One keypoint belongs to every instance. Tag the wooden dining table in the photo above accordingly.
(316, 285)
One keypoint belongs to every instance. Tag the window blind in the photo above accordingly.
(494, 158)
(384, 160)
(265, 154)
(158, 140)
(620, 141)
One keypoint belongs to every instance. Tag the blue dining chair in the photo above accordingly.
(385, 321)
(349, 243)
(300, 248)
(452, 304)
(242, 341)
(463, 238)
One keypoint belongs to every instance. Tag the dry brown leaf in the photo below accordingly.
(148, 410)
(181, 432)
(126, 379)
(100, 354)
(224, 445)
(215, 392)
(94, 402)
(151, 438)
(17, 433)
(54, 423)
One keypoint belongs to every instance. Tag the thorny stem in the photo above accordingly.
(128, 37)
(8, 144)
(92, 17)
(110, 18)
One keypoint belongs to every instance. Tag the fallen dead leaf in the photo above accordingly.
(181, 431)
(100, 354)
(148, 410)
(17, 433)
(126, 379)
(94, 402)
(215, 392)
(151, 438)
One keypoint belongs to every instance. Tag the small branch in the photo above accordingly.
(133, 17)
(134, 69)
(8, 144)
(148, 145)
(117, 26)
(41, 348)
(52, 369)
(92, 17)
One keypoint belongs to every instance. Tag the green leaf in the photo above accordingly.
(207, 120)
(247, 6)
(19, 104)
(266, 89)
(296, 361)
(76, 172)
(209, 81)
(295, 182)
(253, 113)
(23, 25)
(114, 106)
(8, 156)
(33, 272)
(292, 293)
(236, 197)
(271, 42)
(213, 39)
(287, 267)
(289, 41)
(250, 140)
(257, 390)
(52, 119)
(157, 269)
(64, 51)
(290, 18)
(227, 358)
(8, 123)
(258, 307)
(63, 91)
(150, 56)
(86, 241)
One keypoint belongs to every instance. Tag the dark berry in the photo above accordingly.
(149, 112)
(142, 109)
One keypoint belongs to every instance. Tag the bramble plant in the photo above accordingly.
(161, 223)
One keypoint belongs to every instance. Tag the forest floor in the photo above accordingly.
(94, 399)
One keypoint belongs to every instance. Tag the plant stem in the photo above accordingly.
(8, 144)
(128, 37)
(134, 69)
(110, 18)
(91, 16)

TASK PROMPT:
Reproduce the lines from the one containing "One keypoint belongs to every instance. Tag the fallen" to the end of the entries, keeping both ends and adding nothing.

EXERCISE SOLUTION:
One keypoint belongs to every instance. Tag the fallen dead leaf in the photo above accordingly.
(181, 431)
(100, 354)
(148, 410)
(17, 433)
(126, 379)
(94, 402)
(215, 392)
(151, 438)
One keypoint belongs to every instance. Tag the small branch in the photo above accordingly.
(133, 17)
(134, 69)
(8, 144)
(148, 145)
(117, 26)
(41, 348)
(52, 369)
(92, 17)
One keypoint belongs to every instance. Tag the green leaf in the photo above accordingly.
(207, 120)
(247, 6)
(19, 104)
(266, 89)
(296, 361)
(76, 172)
(209, 81)
(295, 182)
(253, 113)
(23, 25)
(114, 106)
(8, 156)
(33, 272)
(292, 293)
(236, 197)
(271, 42)
(213, 39)
(287, 267)
(289, 41)
(250, 140)
(257, 390)
(52, 119)
(157, 269)
(64, 51)
(290, 18)
(227, 358)
(8, 123)
(258, 307)
(63, 91)
(150, 56)
(86, 241)
One keypoint belongs to every instance. Tag the dark berry in the photo above accordingly.
(149, 112)
(142, 109)
One keypoint belongs to every instance. Tag the bramble plant in the photo above accordingly.
(161, 223)
One keypoint belongs to every instance. Tag the forest floor in the photo above accordingly.
(94, 399)
One keypoint belongs to every instance. Tag the plant stem in the photo above accordingly.
(8, 144)
(128, 37)
(134, 69)
(110, 18)
(91, 16)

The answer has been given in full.